Problems to solve =>
#1 Answer these questions from the discussion about news below.
(a) What had someone created on Twitter, according to Nancy?
(b) According to Nancy, what does inviting a news crew to a flash mob do to it?
(c) What did Scott post that drew comments asking why he was celebrating the man?
#2 Reproduce the passage of the discussion about news starting at "Scott – When" and ending at "and don’t share.".

Excerpt to read =>
+ + +

Barb – What is the news? We didn’t know that we’d wake up yesterday to the tragedy in Colorado.
Nancy – It is something that touches your life. Who isn’t touched by what happened in Colorado? It’s horrible and tragic. If we don’t learn about these things, how can we evolve as a society? In general, I personally as a consumer, I appreciate news I can see – the weather that impacts what I’m going to wear today or if there is severe weather. If it’s something that is a health scare or something that is a food issue. I am always open to ideas and appreciate people who tweet me and send me ideas. We’re going to discuss how to reach us and what things aren’t necessarily news. Earlier I was chatting with someone about flash mobs. To invite a news crew to a flash mob makes it not really a flash mob. Is that news? Does that impact your life?
Barb – How can they know they’re watching the right news?
Nancy – This is a very savvy crowd. You are savvy news consumers. Did any of you hear the police chief in Colorado talking about social media? Someone had created a fake police chief account on Twitter. We should all be aware of where we’re getting our news and the sources of what we’re seeing. I wonder about the rest of the population though.
Jen – I believe that as a traditional journalist, it’s our jobs to help our readers and communities learn and make better choices about what is right and correct and what is a good source.
Barb – Scott, you had some discussion about a photo you posted.
Scott – When the mug shot of the guy who was arrested was posted, people started posting it everywhere. I post on my Twitter and everywhere who I am and that I am a journalist, etc. I posted this picture with his smile and smug look. I got a lot of comments asking why I was giving him more time and why I was celebrating him. I explained that as a journalist, I have to share this information because it’s a part of the story. Not everyone understood. You have to decide what you do and don’t share.

+ + +

Object location annotation data:
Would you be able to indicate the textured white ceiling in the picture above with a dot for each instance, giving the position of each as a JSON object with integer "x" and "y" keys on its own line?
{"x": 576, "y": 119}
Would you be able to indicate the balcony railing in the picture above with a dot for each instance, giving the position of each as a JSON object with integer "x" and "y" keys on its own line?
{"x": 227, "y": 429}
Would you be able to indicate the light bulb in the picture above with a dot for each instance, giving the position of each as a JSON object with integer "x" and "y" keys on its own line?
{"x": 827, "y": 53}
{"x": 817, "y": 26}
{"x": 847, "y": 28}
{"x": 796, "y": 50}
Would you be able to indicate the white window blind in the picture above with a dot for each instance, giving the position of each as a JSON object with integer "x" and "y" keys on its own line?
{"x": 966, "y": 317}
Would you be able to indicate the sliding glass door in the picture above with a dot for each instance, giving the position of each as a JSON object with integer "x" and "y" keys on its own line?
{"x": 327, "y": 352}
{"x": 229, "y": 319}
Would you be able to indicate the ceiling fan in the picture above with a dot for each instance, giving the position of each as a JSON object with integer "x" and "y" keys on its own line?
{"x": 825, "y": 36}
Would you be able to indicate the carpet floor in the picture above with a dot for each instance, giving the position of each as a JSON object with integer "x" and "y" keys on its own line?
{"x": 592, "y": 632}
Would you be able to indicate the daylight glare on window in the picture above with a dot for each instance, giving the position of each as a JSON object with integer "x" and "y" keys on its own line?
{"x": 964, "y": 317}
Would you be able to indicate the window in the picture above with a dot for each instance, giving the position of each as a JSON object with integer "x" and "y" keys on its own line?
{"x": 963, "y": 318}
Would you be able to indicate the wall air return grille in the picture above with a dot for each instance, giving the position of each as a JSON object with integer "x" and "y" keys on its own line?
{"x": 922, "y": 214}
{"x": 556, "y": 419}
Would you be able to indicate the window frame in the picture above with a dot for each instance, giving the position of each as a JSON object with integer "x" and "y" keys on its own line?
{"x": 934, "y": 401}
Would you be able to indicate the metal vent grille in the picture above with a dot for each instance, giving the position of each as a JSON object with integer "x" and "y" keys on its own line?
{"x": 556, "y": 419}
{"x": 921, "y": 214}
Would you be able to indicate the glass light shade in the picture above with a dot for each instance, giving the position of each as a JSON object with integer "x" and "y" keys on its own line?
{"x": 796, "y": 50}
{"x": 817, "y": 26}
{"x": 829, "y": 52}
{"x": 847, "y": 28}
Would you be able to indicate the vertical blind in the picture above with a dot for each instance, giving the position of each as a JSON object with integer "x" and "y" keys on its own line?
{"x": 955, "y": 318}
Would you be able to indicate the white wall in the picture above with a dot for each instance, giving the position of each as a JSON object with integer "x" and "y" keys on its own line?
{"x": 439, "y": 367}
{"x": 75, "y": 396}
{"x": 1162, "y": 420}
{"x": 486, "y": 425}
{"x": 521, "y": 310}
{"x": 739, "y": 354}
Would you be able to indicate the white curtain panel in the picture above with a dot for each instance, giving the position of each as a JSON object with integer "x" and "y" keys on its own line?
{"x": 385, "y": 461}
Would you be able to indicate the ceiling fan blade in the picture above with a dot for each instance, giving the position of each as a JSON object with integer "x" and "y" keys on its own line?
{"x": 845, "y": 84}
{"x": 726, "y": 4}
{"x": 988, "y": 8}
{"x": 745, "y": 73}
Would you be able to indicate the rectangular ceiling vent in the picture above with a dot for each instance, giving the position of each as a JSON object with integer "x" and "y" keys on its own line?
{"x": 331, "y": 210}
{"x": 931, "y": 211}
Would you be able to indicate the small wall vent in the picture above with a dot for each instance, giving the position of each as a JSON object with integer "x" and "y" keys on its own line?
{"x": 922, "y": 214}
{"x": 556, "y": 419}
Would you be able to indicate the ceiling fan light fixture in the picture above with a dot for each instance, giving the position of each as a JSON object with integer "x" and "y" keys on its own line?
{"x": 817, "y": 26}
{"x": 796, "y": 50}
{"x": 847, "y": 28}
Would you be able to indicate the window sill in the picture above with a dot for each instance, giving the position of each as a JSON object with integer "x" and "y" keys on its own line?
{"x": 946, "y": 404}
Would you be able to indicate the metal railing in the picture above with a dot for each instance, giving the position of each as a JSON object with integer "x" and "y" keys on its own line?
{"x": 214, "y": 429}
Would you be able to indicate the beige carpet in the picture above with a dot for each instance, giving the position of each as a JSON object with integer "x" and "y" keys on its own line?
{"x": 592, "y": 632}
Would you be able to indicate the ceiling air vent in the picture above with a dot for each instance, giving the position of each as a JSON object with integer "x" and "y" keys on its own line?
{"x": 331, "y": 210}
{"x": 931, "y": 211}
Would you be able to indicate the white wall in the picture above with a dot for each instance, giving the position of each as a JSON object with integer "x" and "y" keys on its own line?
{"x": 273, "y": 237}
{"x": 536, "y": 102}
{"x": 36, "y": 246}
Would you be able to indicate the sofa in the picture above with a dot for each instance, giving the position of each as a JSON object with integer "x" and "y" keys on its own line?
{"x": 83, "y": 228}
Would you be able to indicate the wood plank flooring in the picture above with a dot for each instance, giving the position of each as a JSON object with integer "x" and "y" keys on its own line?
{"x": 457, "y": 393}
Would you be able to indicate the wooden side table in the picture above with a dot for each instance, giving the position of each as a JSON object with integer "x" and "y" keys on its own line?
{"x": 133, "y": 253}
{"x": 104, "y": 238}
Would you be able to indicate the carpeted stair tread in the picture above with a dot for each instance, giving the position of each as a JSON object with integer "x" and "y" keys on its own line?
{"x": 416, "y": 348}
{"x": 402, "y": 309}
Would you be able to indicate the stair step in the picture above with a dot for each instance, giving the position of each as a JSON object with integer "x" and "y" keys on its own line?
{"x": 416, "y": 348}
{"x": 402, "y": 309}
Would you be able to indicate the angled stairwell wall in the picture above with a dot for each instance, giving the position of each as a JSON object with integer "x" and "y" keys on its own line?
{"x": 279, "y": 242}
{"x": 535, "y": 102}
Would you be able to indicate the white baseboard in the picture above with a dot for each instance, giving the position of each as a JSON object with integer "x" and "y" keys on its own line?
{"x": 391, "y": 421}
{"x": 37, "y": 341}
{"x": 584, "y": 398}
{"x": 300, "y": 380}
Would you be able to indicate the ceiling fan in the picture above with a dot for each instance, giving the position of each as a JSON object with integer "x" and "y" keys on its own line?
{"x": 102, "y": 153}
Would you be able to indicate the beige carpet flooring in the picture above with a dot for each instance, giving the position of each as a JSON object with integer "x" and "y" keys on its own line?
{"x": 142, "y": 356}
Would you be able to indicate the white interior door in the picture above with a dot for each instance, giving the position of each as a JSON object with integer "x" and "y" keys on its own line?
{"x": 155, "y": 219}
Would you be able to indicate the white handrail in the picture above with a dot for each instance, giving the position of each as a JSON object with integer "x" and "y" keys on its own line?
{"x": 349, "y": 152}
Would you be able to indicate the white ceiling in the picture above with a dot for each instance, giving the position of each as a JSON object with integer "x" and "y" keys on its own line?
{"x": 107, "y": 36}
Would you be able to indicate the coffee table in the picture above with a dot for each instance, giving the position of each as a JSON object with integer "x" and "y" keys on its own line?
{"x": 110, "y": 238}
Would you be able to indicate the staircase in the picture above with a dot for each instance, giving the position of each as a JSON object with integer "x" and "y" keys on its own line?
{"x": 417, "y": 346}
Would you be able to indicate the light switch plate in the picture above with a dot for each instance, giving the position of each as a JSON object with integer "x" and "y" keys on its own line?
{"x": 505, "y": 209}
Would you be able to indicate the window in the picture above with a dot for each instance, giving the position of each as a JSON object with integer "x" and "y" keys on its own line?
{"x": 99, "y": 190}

+ + +

Expected answers =>
#1
(a) A fake police chief account.
(b) It makes it not really a flash mob.
(c) The mug shot of the guy who was arrested.

#2
Scott – When the mug shot of the guy who was arrested was posted, people started posting it everywhere. I post on my Twitter and everywhere who I am and that I am a journalist, etc. I posted this picture with his smile and smug look. I got a lot of comments asking why I was giving him more time and why I was celebrating him. I explained that as a journalist, I have to share this information because it’s a part of the story. Not everyone understood. You have to decide what you do and don’t share.